* TASK PROMPT *
Among the entries that follow, find the lines containing the string "tire" and copy them.

╭─ RECORDS TO PROCESS

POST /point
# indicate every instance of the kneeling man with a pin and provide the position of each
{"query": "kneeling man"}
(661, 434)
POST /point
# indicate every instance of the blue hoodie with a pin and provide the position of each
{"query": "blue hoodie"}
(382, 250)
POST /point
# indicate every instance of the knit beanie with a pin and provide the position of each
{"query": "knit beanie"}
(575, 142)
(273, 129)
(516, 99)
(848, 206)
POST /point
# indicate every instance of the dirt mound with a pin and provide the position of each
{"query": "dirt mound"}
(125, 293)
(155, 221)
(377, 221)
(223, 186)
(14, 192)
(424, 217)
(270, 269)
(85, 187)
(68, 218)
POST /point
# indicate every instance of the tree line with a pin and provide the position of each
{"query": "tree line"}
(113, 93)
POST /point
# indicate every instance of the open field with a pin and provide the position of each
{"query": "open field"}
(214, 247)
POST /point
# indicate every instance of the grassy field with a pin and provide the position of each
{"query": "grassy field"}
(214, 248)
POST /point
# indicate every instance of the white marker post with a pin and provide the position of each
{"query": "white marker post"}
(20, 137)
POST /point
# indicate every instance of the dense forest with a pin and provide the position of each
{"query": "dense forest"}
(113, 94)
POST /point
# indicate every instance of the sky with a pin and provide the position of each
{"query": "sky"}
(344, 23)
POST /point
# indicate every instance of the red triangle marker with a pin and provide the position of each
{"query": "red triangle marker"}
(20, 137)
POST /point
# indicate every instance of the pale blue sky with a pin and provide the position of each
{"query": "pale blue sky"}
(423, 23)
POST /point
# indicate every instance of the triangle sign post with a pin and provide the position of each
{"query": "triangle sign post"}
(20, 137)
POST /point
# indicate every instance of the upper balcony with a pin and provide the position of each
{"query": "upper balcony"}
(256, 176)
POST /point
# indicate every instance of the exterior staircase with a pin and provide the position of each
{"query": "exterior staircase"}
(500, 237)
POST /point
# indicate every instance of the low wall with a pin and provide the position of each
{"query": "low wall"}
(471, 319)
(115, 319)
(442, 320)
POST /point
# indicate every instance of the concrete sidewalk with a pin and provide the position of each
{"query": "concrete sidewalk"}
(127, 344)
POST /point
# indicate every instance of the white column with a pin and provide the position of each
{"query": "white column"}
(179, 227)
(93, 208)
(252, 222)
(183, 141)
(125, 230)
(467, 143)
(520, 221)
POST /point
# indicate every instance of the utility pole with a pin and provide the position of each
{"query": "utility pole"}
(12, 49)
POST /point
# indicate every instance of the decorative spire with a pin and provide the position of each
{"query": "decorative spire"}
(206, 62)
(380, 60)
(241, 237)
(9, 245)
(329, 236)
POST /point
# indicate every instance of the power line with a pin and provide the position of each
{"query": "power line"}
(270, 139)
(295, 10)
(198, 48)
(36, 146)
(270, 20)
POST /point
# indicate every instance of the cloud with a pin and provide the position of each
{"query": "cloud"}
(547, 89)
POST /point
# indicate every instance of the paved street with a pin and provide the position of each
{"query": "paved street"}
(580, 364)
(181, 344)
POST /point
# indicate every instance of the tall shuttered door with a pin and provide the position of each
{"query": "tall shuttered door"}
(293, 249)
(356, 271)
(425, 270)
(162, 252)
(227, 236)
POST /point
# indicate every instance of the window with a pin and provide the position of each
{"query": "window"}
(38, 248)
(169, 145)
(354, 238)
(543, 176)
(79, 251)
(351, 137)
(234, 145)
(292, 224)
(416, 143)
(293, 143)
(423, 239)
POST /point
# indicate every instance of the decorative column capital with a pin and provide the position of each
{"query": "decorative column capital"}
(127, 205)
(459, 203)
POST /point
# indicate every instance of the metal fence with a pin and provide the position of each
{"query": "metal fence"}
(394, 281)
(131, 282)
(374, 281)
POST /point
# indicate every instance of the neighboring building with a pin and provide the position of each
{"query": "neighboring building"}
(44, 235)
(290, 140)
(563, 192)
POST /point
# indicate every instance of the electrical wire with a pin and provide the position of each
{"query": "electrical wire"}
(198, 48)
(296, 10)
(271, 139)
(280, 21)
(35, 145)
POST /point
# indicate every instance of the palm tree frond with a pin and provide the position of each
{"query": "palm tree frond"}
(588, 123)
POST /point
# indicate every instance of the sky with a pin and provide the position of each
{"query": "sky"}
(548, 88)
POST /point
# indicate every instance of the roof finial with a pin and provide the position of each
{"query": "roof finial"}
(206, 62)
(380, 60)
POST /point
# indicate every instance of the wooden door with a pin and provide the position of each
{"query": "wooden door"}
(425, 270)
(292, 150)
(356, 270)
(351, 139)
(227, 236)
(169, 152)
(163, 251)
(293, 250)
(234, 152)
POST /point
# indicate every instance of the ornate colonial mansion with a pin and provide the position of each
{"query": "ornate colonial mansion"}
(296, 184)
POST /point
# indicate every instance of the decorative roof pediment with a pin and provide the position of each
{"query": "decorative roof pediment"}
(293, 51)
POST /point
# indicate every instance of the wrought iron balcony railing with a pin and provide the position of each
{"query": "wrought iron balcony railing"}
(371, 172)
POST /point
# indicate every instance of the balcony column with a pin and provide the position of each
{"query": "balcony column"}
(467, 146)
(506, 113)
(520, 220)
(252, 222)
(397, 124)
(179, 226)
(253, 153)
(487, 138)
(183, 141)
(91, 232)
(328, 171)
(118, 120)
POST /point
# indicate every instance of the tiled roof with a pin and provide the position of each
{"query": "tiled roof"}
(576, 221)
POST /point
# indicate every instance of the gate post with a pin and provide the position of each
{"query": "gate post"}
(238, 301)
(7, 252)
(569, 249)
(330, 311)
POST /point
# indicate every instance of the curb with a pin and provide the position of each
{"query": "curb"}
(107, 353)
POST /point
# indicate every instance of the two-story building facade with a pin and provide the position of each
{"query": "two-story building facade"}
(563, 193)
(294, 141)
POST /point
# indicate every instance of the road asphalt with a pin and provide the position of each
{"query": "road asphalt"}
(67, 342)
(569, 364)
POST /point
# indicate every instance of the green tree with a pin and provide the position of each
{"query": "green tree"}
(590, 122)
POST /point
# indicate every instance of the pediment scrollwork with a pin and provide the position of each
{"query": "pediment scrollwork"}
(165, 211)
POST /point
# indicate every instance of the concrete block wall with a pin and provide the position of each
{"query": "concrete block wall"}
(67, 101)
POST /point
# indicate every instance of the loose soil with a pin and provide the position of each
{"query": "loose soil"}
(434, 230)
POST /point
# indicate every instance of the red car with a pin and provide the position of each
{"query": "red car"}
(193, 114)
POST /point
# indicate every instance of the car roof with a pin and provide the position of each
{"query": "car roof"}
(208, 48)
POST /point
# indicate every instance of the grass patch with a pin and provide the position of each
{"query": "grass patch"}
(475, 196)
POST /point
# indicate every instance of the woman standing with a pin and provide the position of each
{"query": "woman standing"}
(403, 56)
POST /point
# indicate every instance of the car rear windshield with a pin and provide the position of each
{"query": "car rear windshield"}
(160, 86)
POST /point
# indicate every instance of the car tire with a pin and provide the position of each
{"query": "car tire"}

╰─

* RESPONSE AREA *
# indicate every instance of the car tire with a pin and provide the position of each
{"query": "car tire"}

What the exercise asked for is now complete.